Retype exactly the lines from the line with "Sports analytics pipeline — identify the speckled" to the end of the data, keeping both boundary lines.

Content starts

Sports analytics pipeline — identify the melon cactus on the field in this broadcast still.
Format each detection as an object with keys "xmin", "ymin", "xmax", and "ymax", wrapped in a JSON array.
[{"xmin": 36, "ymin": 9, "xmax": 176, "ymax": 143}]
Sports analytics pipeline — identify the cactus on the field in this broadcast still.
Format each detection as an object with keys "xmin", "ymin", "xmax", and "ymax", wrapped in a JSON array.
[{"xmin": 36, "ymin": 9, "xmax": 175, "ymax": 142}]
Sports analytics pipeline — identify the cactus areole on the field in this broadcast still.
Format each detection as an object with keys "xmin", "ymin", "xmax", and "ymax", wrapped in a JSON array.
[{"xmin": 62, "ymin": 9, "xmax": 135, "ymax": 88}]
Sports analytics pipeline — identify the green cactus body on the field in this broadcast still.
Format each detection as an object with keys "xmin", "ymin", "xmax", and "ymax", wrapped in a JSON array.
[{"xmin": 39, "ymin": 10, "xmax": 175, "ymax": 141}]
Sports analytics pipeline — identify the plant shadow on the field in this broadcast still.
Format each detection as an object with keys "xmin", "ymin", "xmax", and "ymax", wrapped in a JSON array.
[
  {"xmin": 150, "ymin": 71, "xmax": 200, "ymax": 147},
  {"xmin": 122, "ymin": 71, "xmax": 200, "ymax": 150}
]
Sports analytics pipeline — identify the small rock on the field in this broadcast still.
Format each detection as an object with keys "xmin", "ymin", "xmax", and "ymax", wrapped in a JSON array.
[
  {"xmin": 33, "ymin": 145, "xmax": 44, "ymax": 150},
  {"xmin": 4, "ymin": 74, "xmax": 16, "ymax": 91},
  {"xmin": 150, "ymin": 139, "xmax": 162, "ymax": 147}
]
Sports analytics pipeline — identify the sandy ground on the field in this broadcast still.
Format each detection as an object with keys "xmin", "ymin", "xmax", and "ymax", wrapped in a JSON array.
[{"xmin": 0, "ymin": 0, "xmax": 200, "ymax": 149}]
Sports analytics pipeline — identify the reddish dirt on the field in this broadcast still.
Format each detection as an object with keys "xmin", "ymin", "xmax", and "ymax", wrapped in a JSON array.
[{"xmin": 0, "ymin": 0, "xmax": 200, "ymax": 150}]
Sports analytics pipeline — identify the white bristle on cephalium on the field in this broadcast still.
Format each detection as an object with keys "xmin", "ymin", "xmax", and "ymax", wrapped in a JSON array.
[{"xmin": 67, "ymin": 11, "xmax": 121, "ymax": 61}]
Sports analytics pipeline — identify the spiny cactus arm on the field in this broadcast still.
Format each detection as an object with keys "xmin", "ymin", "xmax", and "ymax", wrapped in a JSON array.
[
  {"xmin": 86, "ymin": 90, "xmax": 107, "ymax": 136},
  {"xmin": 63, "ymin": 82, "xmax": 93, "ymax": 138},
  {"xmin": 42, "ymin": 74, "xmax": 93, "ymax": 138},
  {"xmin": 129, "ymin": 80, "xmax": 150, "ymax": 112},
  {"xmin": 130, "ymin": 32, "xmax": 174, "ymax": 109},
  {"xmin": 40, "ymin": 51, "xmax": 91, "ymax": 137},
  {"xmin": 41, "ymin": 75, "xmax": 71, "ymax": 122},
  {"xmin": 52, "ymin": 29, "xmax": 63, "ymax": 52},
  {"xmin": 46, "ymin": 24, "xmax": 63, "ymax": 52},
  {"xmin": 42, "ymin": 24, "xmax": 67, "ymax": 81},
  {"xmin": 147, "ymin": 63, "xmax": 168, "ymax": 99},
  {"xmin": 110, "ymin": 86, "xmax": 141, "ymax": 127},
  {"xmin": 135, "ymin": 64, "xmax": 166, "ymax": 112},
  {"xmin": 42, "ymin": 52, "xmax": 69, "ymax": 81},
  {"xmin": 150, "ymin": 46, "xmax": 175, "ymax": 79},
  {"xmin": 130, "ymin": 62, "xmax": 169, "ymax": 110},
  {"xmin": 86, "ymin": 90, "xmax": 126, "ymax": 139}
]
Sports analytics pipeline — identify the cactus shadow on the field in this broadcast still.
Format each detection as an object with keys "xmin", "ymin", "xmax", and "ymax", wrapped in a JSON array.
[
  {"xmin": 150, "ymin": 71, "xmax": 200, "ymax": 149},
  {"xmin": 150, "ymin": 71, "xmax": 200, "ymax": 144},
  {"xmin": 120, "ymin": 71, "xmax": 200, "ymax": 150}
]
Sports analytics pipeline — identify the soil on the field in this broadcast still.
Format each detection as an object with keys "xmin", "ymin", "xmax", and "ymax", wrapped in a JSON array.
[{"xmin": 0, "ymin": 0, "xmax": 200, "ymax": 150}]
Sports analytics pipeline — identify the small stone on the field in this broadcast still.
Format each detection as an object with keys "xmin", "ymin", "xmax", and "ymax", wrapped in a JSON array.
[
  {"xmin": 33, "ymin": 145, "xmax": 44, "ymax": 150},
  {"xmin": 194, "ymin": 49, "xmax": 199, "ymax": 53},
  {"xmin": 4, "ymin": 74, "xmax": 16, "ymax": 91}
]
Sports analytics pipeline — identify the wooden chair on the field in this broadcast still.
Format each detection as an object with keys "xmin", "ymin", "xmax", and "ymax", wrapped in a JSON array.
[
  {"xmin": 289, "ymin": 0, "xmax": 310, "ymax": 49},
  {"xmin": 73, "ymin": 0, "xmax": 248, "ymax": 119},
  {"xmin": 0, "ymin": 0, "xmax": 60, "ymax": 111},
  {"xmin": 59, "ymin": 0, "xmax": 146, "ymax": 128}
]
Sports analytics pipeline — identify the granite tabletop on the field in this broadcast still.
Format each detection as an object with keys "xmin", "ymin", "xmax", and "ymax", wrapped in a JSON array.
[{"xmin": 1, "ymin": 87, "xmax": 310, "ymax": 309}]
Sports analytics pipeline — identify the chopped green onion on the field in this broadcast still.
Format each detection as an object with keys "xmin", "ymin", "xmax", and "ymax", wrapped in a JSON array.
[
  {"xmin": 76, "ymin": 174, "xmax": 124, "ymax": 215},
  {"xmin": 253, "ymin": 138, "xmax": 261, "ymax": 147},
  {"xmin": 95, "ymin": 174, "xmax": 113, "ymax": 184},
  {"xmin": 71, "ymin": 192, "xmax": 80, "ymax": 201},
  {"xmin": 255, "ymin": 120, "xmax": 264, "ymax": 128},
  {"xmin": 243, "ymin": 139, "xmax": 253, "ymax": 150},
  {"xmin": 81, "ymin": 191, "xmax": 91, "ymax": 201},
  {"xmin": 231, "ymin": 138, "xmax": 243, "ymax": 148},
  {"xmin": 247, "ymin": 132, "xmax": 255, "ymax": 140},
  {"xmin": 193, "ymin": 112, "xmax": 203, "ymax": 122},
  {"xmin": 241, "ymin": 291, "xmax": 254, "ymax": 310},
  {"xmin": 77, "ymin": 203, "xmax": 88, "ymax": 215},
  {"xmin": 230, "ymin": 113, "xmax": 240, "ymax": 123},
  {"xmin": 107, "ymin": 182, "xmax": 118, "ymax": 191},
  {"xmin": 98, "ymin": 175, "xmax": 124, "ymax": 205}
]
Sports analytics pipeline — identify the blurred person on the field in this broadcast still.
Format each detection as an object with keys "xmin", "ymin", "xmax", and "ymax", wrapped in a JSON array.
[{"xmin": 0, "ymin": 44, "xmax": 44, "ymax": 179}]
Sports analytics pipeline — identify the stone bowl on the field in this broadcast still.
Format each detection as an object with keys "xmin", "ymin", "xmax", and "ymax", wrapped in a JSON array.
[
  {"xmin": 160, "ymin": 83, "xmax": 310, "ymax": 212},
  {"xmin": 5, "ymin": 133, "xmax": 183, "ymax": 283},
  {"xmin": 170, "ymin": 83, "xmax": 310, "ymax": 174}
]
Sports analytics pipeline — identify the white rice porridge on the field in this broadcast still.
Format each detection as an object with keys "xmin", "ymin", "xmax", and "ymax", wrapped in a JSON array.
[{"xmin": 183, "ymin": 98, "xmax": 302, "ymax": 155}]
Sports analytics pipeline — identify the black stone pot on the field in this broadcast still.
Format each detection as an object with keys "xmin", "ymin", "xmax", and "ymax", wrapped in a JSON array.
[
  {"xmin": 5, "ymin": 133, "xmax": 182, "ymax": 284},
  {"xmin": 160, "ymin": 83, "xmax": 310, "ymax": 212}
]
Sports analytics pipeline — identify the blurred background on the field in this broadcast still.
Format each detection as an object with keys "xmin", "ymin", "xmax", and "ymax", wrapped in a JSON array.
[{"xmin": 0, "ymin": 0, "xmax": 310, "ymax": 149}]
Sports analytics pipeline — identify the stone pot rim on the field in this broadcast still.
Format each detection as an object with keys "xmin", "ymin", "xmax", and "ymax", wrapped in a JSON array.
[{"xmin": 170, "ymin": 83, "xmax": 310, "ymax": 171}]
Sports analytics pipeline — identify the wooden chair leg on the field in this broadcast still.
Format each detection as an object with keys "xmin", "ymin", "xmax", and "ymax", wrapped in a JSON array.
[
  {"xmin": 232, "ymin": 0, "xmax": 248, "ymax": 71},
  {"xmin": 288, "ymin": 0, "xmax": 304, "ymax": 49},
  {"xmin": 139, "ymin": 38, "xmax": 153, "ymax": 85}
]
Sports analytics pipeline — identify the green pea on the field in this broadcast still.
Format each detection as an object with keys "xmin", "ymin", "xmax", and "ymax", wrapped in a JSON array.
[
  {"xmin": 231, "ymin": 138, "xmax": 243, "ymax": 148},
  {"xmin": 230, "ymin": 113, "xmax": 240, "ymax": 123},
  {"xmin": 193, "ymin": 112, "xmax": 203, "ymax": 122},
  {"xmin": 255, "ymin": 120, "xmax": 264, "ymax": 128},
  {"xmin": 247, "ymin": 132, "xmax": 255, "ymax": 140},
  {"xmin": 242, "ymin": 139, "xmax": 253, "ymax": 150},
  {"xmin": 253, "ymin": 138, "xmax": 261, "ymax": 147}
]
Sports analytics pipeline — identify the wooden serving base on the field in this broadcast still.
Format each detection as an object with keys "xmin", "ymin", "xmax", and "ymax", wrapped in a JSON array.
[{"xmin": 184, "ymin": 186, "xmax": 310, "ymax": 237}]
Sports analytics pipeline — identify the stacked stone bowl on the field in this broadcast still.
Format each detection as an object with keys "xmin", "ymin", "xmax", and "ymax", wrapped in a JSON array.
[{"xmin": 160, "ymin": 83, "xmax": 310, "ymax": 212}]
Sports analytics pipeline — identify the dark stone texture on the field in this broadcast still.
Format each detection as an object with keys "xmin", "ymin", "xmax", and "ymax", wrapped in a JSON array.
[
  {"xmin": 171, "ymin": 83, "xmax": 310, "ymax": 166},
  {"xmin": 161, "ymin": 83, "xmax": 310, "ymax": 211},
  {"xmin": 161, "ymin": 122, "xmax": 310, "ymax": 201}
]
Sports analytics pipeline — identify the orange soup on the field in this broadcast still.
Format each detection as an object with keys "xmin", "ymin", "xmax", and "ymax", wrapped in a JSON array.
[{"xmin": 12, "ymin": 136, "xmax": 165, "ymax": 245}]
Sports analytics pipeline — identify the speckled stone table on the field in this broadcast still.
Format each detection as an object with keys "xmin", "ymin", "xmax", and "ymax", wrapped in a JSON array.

Content ends

Output below
Sports analytics pipeline — identify the speckled stone table on the field in this broadcast still.
Format each detection as an object with keys "xmin", "ymin", "xmax", and "ymax", wrapped in a JSON array.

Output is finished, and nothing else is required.